** Start **

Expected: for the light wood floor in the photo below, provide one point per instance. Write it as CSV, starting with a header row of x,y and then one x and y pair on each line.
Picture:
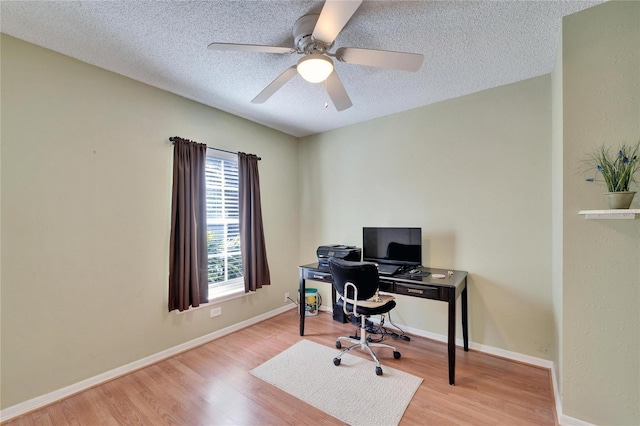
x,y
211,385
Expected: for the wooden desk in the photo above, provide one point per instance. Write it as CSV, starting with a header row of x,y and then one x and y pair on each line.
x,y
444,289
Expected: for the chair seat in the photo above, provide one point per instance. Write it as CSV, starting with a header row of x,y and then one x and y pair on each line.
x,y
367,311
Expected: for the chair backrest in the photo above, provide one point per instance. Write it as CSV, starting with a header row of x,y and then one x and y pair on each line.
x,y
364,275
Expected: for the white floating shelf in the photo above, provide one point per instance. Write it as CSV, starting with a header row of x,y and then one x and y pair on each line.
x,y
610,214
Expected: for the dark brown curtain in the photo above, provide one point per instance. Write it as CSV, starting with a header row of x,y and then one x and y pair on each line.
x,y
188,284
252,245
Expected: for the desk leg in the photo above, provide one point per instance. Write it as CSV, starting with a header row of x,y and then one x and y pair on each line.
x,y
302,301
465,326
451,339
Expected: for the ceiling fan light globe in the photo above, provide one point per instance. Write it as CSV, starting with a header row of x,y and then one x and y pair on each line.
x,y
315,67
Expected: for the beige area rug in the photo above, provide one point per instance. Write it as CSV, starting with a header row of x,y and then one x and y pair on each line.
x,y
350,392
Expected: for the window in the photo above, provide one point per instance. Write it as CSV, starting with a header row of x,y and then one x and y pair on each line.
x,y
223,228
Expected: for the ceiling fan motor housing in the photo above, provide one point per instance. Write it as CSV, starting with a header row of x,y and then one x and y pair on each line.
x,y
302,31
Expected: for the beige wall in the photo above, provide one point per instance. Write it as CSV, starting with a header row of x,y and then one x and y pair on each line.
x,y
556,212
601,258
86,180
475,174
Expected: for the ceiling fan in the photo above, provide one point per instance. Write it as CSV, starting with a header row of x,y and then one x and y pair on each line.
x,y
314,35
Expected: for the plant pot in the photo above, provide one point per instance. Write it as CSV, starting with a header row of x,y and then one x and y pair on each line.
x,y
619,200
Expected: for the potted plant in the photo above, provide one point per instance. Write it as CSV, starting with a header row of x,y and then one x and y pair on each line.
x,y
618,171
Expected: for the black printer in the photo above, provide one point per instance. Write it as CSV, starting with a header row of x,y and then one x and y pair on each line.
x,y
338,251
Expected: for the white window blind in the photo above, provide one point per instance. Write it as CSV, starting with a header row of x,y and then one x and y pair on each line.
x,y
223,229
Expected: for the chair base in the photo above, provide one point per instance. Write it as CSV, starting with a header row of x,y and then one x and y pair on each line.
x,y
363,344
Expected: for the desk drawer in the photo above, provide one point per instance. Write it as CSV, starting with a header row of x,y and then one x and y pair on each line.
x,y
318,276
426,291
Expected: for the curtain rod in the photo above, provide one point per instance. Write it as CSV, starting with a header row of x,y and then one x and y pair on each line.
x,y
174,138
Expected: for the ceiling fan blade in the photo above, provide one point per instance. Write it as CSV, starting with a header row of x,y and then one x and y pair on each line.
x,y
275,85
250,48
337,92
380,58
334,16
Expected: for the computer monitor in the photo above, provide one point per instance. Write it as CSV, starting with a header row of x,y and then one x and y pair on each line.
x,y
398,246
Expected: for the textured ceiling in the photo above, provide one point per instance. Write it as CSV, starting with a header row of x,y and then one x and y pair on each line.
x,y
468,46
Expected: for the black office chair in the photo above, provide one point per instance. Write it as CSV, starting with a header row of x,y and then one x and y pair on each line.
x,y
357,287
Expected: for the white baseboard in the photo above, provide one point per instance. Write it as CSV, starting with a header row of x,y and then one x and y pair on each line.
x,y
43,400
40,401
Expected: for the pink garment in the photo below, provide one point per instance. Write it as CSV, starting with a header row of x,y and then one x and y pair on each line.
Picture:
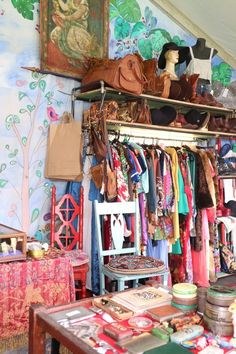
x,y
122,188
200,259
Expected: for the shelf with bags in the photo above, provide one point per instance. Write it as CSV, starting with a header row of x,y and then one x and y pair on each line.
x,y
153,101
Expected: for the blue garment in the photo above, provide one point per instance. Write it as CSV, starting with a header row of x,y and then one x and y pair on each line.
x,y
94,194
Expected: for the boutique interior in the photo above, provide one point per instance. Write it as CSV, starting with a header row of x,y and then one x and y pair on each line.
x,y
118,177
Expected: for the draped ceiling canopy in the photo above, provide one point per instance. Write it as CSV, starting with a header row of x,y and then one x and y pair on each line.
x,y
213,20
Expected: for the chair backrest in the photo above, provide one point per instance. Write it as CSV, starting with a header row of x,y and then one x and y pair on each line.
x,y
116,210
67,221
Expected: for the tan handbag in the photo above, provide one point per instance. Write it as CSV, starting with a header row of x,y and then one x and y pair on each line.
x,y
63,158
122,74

** End **

◆ What you will do ◆
Rewrite all of the data above with "one point per instance" replaced by "a single point for each instance" and everything else left as it is. Omit the pictures.

◆ Task output ◆
Expected: for the light wood floor in the photo below, provide a single point for each instance. Write it as CSV, starting with a header row of x,y and then one x and y pair on each line.
Picture:
x,y
211,385
Expected: for the wooden desk in the photo above, provide a single point for each instance. Write it as CSV, starting with a header row of x,y and then one x and y pair on each line.
x,y
444,289
Expected: for the chair seat in the photo above, provide a single point for each instance. Write it as CSV, starting with a header row of x,y and then one x and y pair on each line.
x,y
367,311
Expected: for the chair backrest in the photo above, provide a single point for each instance. Write it as CSV, starting with a header row of x,y and then one x and y pair on each line.
x,y
364,275
Expected: for the white floating shelf in the photo above, provide a single point for each instance. Write it as CSV, starting with a header row of x,y and then one x and y pair on each line.
x,y
610,214
Expected: for the dark brown curtain in the photo above, provide a single point for each instance. Write it as CSV, starting with a header row of x,y and then one x and y pair on each line.
x,y
188,284
252,245
Expected: for the desk leg in the photo above, provide a single point for each instance. Write it as CSV, starting with a header row of x,y and then one x and y pair on each line.
x,y
302,301
465,326
451,339
Expected: for the ceiling fan light globe in the photo above, provide a single point for each instance. Write it as CSV, starting with a header row of x,y and then one x and y pair on each line.
x,y
315,67
Expected: for the beige area rug in the photo above, provide a single point for each instance. Write it as CSV, starting with a header row of x,y and then one x and y pair on each line.
x,y
350,392
Expected: for the window in the photo above, provide a single point for each instance. Write it as CSV, starting with a header row of x,y and then one x and y pair on each line.
x,y
223,228
Expected: for the ceiling fan motor housing in the photo above, provide a single point for each instance. Write it as CSV, starting with a header row of x,y and then one x and y pair on each line.
x,y
302,31
Expected: for the beige wall in the photo above, provide a single point for each instance. Write it as CSV, starting with a header row of x,y and then one x and y pair on each line.
x,y
556,212
601,258
86,180
475,174
Expected: for the ceiling fan in the photo above, provide a single point for each instance. Write it as CSV, starting with a header row of x,y and then one x and y pair on each line.
x,y
314,35
Expected: for the plant pot in the photo above, provide a single point for each instance. Write it as CSV, starting with a header row of x,y and then one x and y pair on each line.
x,y
619,200
Expected: for the potted plant in the photo above, provide a single point for each instance. Write it as CSV, starting with a header row of x,y and then one x and y pair on each line.
x,y
618,171
Expected: for the black printer in the photo above, provide a single point for each instance. Write it as CSV, starting with a header row of x,y and then one x and y pair on each line.
x,y
338,251
Expected: for the white window blind in the photo above, provide a single point for each instance. Write it as CSV, starting with a header row of x,y and then one x and y pair on each line.
x,y
223,229
Expected: for the chair base in the photo above, provide a single point for each instance. Write it as CSV, starting with a header row of x,y and then one x and y pair on each line.
x,y
363,344
Expected: for the desk drawer in the photo above, provide a single point for each instance. Write it as CSV, starting with a header row of x,y and then one x and y pair on each line.
x,y
318,276
426,291
Expected: for the curtain rod in the photo above, provide a single point for each instance. Write it as CSV, starting with a header row of x,y and then one x and y pair on each line.
x,y
174,138
Expected: for the ceiling fan blade in the photo above, provide a single point for each instance. Write it as CSV, starting with a header row of x,y and then one x and y pair on each line.
x,y
275,85
250,48
337,92
380,58
334,16
Expected: for the computer monitor in the photo above, provide a single point for each instance. Write it as CSV, starting with a header row of x,y and then one x and y pair on each line.
x,y
398,246
Expected: for the textured ceiling in the photo above, provide a single point for each instance. Write it as CSV, starting with a header row of x,y and then one x and y pair on each line.
x,y
468,46
Expected: for the black office chair in the photo above, provide a single point for each instance. Write it as CSV, starting with a header row of x,y and then one x and y pair on each line.
x,y
357,287
Expected: for the white baseboard in the photo above, provide a single point for each instance. Write it as CSV, starting with a header row of x,y and then one x and y pair on each line.
x,y
43,400
40,401
Expected: for the pink garment in the photo below, provide a single point for each instance. Write it as CSV, starting with a header row of x,y and then one x and y pair on each line.
Picture:
x,y
122,188
200,259
Expected: for the shelf with bags in the photo above, provide a single point for each instance. Write it as CSV, starting with a header row of x,y and then one x and y pair on each line.
x,y
153,101
Expected: for the blue garment in the photo above, provide a single point for each instance. Write it as CSV, starting with a header row of x,y and then one x and y pair on each line.
x,y
94,194
Expected: for the boutique interior in the photo above, provide a single point for each instance. Write it as CSV, starting with a header row of x,y and then one x and y pair on each line.
x,y
118,177
Expected: for the draped ceiling canopy in the photo above, provide a single point for each instance. Write it as CSV, starting with a header row of x,y and then one x and y pair on each line.
x,y
213,20
Expected: for the chair backrest in the photo above, provide a single point for each instance. Write it as CSV, starting with a header row of x,y and then one x and y pair on each line.
x,y
116,210
67,221
Expected: for the tan handbag in the photo above, provide a single point for each instance. Write it as CSV, starting with a header row of x,y and then one x and y pair on each line.
x,y
63,158
122,74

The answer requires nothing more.